**What is being asked:** Below are entries; count the lines containing the string "clicks". The answer is that number alone.
[Data section — start]
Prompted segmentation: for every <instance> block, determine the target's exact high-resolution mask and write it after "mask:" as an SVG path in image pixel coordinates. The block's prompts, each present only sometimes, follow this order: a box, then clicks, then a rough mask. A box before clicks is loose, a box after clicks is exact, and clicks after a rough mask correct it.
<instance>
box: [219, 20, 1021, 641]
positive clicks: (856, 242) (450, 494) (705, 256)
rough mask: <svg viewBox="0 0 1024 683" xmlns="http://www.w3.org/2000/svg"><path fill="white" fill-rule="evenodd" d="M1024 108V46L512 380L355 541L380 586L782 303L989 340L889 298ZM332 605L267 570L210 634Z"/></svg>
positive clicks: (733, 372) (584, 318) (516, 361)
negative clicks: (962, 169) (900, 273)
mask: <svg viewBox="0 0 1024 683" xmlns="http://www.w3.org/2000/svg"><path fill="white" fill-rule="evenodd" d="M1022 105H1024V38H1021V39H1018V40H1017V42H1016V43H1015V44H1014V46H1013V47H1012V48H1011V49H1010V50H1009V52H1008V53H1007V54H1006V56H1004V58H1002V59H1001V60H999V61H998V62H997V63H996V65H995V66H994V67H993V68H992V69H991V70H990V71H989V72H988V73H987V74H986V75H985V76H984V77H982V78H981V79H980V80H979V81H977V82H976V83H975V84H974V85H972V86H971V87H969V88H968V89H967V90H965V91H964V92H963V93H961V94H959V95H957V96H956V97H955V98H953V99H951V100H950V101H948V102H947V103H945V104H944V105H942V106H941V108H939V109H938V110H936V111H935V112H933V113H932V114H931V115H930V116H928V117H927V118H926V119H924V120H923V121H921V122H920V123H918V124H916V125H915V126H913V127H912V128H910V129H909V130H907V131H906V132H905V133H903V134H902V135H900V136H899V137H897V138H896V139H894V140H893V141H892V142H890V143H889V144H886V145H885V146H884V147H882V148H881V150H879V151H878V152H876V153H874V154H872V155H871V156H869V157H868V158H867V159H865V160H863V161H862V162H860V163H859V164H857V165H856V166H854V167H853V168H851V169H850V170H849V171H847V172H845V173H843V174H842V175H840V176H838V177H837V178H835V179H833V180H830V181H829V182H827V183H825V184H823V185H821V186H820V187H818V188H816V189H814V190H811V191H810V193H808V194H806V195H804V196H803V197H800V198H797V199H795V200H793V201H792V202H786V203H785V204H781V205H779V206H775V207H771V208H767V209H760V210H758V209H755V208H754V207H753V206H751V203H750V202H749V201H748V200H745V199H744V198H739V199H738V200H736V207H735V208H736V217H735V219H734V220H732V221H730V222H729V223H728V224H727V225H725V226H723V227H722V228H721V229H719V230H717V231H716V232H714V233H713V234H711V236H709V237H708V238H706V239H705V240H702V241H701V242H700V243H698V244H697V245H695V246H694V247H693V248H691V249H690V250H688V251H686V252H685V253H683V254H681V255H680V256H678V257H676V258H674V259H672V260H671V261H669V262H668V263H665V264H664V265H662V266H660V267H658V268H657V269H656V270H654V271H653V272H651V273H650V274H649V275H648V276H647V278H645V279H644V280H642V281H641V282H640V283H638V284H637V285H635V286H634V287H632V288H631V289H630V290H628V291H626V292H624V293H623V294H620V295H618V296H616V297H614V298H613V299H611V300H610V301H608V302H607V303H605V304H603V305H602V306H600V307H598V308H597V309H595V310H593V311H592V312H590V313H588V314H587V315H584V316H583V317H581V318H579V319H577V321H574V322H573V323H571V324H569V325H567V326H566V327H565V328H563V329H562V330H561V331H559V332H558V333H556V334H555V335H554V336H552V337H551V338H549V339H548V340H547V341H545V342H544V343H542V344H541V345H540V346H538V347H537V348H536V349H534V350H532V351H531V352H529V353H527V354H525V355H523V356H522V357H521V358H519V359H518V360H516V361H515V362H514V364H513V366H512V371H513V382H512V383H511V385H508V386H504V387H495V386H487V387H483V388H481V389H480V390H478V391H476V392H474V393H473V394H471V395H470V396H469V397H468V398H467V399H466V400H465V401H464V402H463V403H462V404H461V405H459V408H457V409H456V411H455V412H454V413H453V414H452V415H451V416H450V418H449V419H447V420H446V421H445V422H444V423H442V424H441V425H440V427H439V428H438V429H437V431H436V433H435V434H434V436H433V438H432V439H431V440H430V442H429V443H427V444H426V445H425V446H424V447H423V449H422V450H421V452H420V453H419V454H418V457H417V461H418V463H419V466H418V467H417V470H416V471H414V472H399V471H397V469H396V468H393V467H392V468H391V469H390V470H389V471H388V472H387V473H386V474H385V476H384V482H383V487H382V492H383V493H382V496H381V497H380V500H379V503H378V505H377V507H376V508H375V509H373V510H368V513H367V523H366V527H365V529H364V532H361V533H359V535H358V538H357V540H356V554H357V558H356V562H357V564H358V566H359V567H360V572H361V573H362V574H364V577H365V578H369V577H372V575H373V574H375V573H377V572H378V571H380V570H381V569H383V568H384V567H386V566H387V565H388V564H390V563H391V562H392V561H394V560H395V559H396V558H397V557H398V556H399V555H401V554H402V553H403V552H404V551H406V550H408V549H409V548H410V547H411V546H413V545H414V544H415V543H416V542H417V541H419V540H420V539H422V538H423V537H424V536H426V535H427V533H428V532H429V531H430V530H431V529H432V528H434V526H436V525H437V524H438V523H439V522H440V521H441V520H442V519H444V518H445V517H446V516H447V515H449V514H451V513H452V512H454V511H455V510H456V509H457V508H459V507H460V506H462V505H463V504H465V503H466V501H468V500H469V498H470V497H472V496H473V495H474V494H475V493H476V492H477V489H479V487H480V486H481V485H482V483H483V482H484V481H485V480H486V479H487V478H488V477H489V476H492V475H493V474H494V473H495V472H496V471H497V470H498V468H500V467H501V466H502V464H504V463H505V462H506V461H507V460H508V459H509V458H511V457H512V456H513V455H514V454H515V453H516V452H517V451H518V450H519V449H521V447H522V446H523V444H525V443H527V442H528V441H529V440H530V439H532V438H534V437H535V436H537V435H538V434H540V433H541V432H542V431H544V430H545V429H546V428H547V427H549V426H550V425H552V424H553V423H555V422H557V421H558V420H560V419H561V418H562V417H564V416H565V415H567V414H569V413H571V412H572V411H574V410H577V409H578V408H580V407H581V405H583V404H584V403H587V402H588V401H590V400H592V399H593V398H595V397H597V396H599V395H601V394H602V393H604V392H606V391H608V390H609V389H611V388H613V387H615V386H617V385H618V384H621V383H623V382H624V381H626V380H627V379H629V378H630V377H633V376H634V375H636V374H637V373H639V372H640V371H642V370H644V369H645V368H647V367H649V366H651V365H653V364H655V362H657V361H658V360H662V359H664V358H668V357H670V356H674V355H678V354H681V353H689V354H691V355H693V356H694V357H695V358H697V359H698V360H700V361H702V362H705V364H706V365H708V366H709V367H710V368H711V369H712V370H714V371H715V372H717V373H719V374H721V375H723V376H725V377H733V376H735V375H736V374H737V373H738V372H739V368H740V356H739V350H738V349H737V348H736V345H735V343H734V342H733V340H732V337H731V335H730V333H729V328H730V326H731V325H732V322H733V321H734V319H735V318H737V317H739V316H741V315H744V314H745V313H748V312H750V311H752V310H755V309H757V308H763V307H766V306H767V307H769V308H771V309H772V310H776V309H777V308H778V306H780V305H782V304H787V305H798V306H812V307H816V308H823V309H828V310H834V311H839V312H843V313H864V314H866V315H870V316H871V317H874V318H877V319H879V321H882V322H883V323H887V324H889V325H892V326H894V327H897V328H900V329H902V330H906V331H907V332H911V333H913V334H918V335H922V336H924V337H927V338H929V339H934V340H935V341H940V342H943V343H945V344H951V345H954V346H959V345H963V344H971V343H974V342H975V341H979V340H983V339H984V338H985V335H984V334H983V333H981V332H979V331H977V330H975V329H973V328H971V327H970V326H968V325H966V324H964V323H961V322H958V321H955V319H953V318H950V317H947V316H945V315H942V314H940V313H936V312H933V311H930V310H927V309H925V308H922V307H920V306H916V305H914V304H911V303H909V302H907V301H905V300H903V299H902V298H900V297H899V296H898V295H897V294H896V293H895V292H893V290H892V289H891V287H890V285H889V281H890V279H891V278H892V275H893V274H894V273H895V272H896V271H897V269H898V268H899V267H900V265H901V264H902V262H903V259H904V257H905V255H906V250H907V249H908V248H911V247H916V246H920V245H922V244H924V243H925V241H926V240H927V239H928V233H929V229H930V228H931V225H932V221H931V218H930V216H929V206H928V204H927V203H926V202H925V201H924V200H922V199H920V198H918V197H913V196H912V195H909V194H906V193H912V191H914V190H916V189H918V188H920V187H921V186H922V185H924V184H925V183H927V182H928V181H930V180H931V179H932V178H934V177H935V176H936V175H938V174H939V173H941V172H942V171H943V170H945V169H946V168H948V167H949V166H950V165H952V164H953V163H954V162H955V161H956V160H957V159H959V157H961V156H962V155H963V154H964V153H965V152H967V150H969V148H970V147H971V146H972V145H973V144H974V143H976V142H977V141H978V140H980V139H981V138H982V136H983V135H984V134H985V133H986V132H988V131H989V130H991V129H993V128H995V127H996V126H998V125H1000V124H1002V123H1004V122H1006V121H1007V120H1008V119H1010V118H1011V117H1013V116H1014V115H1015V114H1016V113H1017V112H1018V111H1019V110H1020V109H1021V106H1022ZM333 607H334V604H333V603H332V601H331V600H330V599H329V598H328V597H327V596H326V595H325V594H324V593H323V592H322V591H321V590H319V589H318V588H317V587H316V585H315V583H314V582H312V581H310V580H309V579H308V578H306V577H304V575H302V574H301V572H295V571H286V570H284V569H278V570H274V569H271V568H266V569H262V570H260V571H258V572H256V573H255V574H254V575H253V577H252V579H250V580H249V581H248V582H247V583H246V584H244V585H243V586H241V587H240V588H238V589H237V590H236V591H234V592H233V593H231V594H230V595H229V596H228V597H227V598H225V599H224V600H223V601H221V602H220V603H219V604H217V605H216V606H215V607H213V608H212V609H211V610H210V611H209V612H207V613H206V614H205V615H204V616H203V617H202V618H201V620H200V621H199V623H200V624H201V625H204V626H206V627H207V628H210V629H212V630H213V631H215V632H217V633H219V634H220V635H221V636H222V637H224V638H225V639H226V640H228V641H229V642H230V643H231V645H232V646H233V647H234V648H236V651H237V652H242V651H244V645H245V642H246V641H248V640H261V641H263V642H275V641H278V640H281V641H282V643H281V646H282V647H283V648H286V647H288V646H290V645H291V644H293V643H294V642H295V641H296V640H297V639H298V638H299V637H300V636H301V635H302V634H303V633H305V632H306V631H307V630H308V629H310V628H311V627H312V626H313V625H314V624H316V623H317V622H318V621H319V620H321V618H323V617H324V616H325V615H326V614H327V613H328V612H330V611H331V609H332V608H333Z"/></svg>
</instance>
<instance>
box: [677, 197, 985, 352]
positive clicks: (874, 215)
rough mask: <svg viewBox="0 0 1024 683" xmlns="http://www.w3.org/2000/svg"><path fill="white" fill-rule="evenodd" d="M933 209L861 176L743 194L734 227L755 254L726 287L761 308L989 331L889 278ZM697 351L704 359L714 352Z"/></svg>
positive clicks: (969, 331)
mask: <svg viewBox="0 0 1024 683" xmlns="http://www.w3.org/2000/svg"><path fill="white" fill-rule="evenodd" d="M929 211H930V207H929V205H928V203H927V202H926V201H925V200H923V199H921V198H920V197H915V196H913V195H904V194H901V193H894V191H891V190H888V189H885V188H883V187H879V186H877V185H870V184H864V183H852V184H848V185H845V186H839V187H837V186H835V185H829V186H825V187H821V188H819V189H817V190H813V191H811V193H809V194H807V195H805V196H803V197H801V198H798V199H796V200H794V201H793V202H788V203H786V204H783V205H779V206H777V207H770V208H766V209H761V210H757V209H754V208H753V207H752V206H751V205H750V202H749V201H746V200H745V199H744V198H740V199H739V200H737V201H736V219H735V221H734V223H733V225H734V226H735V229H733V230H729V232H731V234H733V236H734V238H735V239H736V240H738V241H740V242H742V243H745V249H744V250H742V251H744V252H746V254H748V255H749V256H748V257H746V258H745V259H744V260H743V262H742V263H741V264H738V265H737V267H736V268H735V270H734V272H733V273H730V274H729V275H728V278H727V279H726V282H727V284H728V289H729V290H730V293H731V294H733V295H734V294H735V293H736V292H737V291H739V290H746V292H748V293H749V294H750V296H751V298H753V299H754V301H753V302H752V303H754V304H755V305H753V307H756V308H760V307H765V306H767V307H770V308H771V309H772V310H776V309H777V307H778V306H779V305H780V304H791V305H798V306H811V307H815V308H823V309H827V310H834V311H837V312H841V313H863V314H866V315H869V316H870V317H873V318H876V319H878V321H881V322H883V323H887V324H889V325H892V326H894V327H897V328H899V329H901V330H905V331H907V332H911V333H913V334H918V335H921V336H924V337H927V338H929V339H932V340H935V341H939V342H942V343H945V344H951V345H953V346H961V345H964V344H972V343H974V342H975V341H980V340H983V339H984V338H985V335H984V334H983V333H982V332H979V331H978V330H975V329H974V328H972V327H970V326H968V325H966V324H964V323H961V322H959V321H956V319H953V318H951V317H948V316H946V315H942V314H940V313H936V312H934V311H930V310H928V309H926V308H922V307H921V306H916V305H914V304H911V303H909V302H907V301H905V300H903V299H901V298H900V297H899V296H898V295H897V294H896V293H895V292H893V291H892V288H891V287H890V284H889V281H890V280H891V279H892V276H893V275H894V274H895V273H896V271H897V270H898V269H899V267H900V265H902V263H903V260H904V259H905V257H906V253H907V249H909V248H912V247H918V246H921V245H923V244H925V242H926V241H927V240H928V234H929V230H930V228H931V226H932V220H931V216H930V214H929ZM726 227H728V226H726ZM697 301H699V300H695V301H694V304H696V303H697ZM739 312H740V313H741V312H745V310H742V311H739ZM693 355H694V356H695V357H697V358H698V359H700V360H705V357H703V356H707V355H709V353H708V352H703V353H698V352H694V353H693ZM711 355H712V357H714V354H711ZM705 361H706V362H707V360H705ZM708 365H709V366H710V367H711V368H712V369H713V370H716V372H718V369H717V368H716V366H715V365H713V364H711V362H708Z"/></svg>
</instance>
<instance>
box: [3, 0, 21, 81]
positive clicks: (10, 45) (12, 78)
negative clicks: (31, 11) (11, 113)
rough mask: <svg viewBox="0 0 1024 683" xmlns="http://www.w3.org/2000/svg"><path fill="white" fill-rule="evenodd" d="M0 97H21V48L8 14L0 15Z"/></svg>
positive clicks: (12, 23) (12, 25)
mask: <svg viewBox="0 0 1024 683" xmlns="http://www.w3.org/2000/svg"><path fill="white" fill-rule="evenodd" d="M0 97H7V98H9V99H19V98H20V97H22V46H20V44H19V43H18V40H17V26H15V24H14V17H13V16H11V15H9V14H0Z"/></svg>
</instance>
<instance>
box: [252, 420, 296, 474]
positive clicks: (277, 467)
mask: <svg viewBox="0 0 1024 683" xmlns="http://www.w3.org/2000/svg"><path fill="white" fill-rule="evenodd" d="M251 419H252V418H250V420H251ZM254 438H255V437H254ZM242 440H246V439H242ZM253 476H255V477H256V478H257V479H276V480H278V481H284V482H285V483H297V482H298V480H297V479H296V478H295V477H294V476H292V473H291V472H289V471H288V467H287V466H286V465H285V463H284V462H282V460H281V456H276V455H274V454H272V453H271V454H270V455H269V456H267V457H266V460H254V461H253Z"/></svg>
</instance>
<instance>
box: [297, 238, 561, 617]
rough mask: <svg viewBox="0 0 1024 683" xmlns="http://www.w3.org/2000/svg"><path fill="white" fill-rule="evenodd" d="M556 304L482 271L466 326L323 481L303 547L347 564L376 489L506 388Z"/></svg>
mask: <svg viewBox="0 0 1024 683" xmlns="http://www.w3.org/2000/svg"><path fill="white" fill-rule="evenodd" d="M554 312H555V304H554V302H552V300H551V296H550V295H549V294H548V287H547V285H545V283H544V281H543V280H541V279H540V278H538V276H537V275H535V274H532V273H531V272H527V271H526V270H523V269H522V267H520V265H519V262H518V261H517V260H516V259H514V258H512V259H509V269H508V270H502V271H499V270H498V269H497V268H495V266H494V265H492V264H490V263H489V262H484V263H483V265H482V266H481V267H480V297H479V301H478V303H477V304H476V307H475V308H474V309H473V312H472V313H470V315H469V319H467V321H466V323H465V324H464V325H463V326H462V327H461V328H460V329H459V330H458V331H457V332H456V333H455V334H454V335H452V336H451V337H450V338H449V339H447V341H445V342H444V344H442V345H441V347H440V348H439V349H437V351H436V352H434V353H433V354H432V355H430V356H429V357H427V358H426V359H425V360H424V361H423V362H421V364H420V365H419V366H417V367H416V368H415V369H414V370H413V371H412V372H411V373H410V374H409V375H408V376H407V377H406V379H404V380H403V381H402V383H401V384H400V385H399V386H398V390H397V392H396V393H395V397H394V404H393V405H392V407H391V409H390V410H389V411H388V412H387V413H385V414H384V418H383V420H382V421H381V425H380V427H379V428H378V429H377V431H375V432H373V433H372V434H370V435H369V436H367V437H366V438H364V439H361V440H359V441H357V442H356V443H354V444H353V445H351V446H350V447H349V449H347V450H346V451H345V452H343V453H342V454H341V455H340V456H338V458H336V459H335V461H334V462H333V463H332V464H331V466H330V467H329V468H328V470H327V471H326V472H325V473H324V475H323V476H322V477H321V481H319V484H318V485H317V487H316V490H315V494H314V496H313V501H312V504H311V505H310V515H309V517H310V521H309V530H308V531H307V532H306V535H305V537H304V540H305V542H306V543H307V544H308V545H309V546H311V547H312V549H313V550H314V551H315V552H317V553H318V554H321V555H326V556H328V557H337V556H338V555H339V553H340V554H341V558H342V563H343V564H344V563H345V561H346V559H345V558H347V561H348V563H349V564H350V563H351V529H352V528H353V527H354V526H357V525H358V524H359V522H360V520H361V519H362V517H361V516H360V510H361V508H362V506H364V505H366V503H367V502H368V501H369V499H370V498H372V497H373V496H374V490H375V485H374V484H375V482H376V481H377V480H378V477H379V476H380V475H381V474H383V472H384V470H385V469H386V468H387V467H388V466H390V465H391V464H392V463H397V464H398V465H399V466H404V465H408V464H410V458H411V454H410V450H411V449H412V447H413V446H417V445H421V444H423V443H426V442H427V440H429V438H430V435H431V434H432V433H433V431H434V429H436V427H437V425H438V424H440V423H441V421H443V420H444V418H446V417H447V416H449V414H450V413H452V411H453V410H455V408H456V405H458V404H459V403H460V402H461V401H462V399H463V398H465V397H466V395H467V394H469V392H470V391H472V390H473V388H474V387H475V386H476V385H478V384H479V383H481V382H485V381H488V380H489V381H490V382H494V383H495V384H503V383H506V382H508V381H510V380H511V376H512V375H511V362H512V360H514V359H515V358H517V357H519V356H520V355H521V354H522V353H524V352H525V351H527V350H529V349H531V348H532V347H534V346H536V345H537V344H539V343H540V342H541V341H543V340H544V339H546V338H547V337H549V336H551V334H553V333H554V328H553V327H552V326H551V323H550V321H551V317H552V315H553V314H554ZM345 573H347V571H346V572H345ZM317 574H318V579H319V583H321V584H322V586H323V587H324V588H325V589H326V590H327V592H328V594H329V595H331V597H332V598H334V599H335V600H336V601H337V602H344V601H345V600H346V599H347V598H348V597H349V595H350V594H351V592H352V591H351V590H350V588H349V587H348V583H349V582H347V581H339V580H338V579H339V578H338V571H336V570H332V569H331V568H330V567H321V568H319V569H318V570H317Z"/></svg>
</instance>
[Data section — finish]
**Finished task:** 10